__Work required__: Reproduce word for word the stretch of the records below from the line containing "For every instance of the tropical" through the final line.

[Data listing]
========================

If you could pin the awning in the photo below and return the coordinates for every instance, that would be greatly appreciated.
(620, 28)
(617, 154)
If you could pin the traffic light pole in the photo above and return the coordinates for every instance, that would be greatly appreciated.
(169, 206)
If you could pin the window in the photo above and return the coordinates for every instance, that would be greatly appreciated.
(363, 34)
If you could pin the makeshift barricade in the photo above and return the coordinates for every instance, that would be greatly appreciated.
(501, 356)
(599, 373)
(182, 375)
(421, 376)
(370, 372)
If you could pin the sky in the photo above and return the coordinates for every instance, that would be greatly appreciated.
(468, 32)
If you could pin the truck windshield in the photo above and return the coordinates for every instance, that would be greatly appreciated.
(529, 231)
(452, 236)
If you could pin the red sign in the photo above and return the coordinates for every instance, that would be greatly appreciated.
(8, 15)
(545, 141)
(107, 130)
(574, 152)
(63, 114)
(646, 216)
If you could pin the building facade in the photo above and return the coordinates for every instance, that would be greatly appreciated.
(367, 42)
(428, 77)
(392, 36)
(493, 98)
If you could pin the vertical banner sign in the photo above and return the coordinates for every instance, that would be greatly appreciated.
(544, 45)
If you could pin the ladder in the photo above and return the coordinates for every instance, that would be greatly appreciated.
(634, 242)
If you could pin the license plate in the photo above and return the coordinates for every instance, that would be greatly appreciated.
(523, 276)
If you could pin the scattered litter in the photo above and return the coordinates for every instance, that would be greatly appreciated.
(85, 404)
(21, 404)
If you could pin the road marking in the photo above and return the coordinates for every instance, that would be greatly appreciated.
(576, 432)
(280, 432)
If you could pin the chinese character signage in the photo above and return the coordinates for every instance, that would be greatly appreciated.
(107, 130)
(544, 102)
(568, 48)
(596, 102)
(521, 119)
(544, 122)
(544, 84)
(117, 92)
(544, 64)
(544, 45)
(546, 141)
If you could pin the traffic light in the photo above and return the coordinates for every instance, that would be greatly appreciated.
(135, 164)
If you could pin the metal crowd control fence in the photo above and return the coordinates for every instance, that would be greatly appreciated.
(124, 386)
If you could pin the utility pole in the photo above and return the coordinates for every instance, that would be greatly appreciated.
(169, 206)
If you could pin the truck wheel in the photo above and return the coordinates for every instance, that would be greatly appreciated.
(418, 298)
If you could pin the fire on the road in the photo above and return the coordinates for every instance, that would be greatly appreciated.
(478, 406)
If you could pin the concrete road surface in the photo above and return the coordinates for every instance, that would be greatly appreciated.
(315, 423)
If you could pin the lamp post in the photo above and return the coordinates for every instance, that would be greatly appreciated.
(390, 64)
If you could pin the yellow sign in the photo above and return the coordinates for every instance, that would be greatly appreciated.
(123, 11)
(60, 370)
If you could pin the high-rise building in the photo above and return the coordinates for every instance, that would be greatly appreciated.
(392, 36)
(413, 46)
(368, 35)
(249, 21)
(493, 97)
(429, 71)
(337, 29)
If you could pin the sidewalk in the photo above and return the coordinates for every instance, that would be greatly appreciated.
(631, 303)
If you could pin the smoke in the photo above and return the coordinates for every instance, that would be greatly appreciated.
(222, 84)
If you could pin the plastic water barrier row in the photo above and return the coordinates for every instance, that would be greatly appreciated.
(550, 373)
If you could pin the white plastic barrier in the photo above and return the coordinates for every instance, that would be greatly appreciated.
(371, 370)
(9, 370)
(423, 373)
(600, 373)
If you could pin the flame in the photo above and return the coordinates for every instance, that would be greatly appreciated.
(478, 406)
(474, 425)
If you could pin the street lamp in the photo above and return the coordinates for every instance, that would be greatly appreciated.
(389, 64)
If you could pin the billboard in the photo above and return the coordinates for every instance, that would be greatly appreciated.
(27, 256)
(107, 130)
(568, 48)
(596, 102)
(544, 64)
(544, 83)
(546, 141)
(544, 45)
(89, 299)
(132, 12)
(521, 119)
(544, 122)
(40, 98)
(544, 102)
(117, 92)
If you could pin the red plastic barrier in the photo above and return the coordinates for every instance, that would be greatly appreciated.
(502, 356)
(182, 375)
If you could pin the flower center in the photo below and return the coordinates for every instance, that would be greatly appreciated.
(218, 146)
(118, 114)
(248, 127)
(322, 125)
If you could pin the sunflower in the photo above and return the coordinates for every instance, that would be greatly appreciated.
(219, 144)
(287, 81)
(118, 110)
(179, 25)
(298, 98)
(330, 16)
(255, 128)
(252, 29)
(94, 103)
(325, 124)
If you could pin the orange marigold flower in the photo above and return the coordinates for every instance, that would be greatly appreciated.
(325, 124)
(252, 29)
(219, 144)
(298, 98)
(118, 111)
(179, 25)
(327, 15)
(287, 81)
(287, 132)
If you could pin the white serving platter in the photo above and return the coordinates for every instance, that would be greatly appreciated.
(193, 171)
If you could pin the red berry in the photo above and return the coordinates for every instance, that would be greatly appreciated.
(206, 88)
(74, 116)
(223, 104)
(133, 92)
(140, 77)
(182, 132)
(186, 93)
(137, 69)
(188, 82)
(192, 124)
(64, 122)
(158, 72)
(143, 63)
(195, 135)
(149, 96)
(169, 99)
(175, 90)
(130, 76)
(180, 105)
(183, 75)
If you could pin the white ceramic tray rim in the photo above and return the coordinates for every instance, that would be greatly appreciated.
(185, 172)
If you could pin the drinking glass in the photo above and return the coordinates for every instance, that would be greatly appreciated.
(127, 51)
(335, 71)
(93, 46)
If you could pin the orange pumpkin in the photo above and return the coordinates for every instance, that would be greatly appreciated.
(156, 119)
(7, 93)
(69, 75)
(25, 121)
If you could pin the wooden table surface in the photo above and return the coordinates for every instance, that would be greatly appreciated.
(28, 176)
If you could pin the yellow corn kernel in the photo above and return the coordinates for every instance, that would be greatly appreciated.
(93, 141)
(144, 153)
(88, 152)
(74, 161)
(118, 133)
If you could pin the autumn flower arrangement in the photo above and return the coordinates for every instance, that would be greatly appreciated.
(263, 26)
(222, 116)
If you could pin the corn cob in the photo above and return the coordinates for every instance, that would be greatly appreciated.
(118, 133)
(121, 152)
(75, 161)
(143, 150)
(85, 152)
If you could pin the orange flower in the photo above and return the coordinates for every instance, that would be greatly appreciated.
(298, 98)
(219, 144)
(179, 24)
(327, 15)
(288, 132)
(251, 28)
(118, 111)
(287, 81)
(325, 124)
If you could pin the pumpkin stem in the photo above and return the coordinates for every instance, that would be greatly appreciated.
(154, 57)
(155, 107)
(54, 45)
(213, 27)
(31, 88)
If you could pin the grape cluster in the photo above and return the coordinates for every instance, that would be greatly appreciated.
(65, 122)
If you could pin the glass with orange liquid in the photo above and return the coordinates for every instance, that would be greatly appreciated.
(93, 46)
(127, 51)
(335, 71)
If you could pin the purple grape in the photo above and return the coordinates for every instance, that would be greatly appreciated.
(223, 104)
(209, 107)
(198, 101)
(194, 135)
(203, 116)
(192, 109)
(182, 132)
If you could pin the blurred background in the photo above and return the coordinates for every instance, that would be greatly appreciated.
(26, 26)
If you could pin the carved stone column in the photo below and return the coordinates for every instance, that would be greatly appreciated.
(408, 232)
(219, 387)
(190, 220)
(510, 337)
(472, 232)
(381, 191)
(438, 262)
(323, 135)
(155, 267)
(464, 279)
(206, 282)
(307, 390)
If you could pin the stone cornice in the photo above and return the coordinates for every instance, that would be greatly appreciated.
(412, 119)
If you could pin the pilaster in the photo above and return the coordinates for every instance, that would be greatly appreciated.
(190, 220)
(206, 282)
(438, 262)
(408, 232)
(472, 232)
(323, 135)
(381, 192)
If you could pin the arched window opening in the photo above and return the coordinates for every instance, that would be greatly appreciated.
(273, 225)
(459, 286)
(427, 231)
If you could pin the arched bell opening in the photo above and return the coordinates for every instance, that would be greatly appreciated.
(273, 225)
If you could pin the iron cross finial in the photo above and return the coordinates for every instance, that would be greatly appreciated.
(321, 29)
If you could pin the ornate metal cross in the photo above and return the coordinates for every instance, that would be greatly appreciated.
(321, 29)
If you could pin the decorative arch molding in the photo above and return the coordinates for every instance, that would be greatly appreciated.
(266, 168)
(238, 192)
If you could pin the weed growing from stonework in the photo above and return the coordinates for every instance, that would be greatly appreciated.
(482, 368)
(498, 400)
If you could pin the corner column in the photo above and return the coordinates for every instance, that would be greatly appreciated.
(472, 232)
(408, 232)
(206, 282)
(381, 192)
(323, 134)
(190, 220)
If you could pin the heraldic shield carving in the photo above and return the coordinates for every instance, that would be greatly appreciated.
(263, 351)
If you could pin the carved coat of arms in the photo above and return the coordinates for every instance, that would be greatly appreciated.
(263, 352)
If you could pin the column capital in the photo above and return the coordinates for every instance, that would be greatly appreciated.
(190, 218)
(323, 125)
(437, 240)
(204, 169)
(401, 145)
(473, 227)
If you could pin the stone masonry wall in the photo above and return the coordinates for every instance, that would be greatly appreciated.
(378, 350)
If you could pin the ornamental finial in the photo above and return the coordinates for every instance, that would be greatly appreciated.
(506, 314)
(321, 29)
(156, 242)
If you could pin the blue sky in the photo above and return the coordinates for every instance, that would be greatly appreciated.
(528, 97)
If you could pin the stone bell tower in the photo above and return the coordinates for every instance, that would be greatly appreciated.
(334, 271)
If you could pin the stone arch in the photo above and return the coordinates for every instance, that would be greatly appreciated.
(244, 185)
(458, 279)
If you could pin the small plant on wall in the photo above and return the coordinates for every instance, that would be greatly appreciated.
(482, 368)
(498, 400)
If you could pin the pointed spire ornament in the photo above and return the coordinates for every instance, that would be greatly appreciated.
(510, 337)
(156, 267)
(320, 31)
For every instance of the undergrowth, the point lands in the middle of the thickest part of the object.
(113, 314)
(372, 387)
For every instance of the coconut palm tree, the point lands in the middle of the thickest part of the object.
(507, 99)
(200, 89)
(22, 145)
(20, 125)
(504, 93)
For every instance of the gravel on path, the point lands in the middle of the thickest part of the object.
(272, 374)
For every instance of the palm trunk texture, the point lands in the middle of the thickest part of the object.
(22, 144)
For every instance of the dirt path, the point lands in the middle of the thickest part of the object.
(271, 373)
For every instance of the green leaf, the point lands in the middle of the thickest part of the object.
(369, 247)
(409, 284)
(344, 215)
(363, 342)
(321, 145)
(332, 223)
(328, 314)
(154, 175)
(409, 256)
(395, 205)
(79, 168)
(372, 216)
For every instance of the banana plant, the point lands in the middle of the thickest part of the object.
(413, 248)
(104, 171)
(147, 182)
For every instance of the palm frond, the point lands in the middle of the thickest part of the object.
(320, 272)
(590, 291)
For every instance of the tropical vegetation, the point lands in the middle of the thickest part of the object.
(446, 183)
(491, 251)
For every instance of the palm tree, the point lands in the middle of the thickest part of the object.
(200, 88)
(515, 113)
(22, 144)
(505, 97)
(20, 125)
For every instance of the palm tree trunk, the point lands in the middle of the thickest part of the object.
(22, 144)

========================

__Complete answer__:
For every instance of the tropical vegetation, the point lands in the middle of the thickest part of the object.
(446, 183)
(491, 251)
For every instance of the palm tree, the point lands in the middle of the thickest part of the object.
(200, 88)
(515, 113)
(22, 144)
(505, 97)
(20, 125)
For every instance of the palm tree trunk, the point lands in the middle of the thickest part of the object.
(22, 144)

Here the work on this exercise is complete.